Problem to work on
What is needed is an exact copy of all the records below.

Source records
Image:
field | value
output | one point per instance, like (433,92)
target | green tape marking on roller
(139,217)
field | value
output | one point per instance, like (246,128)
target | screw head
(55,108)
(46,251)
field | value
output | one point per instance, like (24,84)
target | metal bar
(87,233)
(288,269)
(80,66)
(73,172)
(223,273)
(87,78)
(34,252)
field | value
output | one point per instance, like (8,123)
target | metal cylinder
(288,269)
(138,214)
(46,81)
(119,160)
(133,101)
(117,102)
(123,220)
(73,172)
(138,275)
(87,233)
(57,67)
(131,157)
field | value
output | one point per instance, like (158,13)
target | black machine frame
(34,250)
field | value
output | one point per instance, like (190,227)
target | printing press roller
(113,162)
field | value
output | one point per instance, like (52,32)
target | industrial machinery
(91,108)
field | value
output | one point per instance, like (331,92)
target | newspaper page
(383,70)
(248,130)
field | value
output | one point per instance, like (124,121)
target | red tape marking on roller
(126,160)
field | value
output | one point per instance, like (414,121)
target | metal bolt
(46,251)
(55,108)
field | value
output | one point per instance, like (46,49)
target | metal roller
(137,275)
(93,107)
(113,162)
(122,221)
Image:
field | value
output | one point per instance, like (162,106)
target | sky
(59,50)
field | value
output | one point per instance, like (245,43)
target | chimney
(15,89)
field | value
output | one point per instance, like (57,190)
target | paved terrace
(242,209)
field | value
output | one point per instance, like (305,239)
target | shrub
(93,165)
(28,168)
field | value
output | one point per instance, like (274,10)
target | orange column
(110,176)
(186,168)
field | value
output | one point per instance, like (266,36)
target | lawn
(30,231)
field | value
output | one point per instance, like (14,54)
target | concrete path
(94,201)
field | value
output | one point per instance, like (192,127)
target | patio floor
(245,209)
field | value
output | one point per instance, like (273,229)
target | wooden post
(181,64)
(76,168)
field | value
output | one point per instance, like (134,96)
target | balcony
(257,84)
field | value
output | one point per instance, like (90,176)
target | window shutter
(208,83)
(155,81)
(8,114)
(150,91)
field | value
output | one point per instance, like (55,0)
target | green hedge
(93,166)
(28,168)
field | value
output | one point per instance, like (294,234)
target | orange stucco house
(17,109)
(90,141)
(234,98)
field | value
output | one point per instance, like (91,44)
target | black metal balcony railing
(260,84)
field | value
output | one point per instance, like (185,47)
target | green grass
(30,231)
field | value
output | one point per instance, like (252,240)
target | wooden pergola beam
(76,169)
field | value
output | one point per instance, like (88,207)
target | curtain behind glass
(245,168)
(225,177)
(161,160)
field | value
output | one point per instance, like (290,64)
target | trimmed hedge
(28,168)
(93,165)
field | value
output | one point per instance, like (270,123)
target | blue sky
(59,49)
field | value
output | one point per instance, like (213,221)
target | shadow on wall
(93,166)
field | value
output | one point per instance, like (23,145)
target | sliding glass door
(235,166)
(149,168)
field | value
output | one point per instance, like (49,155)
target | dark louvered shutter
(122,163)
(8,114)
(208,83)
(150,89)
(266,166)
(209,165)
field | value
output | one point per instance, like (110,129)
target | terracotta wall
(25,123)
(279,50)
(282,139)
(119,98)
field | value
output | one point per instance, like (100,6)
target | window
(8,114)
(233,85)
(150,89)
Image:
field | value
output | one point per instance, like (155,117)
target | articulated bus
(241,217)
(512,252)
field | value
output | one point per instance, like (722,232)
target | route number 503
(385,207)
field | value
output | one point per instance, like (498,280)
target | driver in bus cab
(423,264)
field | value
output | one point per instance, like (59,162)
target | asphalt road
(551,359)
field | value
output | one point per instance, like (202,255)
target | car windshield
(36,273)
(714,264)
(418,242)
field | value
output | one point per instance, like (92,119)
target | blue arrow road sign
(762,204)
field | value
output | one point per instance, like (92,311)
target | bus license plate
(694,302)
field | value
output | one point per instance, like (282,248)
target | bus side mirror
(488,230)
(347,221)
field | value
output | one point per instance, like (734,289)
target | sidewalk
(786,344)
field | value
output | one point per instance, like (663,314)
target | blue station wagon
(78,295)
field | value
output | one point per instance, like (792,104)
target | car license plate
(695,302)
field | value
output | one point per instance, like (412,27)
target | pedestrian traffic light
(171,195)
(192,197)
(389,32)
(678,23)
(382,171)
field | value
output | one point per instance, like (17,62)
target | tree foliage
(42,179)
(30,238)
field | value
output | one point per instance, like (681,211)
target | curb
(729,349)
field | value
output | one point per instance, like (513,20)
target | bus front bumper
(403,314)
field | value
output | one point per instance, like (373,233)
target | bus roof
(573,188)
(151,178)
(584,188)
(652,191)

Written reply
Image:
field | value
output | one point per instance, like (433,92)
target | green tape marking on roller
(139,217)
field | value
output | one point per instance, like (246,128)
target | screw head
(55,108)
(46,251)
field | value
output | one point per instance, like (24,84)
target | metal bar
(87,233)
(288,269)
(80,66)
(73,172)
(223,273)
(87,78)
(34,252)
field | value
output | one point per instance, like (8,123)
target | metal cylinder
(288,269)
(138,214)
(46,81)
(119,160)
(133,101)
(117,102)
(123,220)
(73,172)
(138,275)
(87,233)
(57,67)
(131,157)
field | value
output | one point per instance, like (158,13)
target | black machine frame
(34,250)
field | value
output | one point per instance, like (190,227)
target | printing press roller
(113,162)
field | value
output | one point per instance, like (52,32)
target | industrial machinery
(91,108)
field | value
output | one point per instance, like (331,92)
target | newspaper page
(383,70)
(248,130)
field | value
output | one point per instance, like (124,121)
target | red tape marking on roller
(126,160)
field | value
output | one point per instance, like (414,121)
target | metal bolt
(46,251)
(55,108)
field | value
output | one point per instance, like (46,49)
target | metal roller
(137,275)
(93,107)
(113,162)
(122,221)
Image:
field | value
output | one point per instance, like (162,106)
target | sky
(59,50)
field | value
output | one point per instance, like (245,43)
target | chimney
(15,89)
field | value
output | one point per instance, like (57,190)
target | paved terrace
(242,209)
field | value
output | one point per instance, like (305,239)
target | shrub
(93,165)
(28,168)
field | value
output | one point per instance, like (274,10)
target | orange column
(110,176)
(186,168)
field | value
output | one point per instance, like (266,36)
target | lawn
(30,231)
field | value
output | one point per instance, like (14,54)
target | concrete path
(94,201)
field | value
output | one point per instance, like (192,127)
target | patio floor
(245,209)
field | value
output | one point per instance, like (273,229)
target | wooden post
(181,64)
(76,168)
field | value
output | one point per instance, like (134,96)
target | balcony
(257,84)
field | value
output | one point per instance, like (90,176)
target | window shutter
(208,83)
(155,81)
(8,114)
(150,91)
field | value
output | one point per instance, like (55,0)
target | green hedge
(93,166)
(28,168)
field | value
output | one point per instance, like (294,234)
target | orange stucco house
(17,109)
(90,141)
(234,98)
field | value
output | one point per instance, like (91,44)
target | black metal balcony railing
(260,84)
field | value
output | one point per instance, like (185,47)
target | green grass
(30,231)
field | value
output | one point per instance, like (252,240)
target | wooden pergola beam
(76,169)
field | value
output | one point per instance, like (88,207)
target | curtain behind glass
(245,168)
(225,177)
(161,160)
field | value
output | one point per instance, like (290,64)
target | trimmed hedge
(28,168)
(93,165)
field | value
output | one point per instance, like (270,123)
target | blue sky
(59,49)
field | value
output | one point per instance, like (213,221)
target | shadow on wall
(93,166)
field | value
output | one point per instance, like (23,145)
target | sliding glass door
(235,166)
(149,168)
field | value
output | one point per instance, like (49,155)
target | dark louvered shutter
(122,163)
(8,114)
(208,83)
(150,89)
(266,166)
(209,165)
field | value
output | one point per instance, like (110,129)
target | terracotta wall
(25,123)
(279,50)
(282,139)
(119,98)
field | value
output | one point per instance, like (100,6)
target | window
(8,114)
(233,85)
(150,89)
Image:
field | value
output | one point per instance, like (155,117)
target | articulated bus
(241,217)
(512,252)
field | value
output | one point per instance, like (722,232)
target | route number 503
(385,207)
field | value
output | one point per instance, like (498,280)
target | driver in bus cab
(423,264)
field | value
output | one point per instance, like (59,162)
target | asphalt road
(551,359)
field | value
output | one point per instance, like (202,255)
target | car windshield
(36,273)
(714,264)
(418,242)
field | value
output | one point per instance, like (92,119)
target | blue arrow road sign
(762,204)
field | value
output | one point per instance, like (92,311)
target | bus license plate
(694,302)
field | value
output | one point per instance, like (282,248)
target | bus side mirror
(488,230)
(347,221)
field | value
output | one point per instance, like (734,289)
target | sidewalk
(786,344)
field | value
output | one point per instance, like (663,314)
target | blue station wagon
(78,295)
field | value
output | one point per instance, like (792,104)
target | car license plate
(695,302)
field | value
output | one point per instance, like (412,27)
target | pedestrian traffic light
(171,195)
(192,197)
(389,32)
(678,23)
(382,171)
field | value
output | one point per instance, like (17,62)
target | tree foliage
(42,179)
(30,238)
field | value
output | one point per instance, like (681,211)
target | curb
(729,349)
field | value
output | one point per instance, like (513,20)
target | bus front bumper
(403,314)
field | value
output | one point per instance, like (373,233)
target | bus roof
(573,188)
(151,178)
(584,188)
(652,191)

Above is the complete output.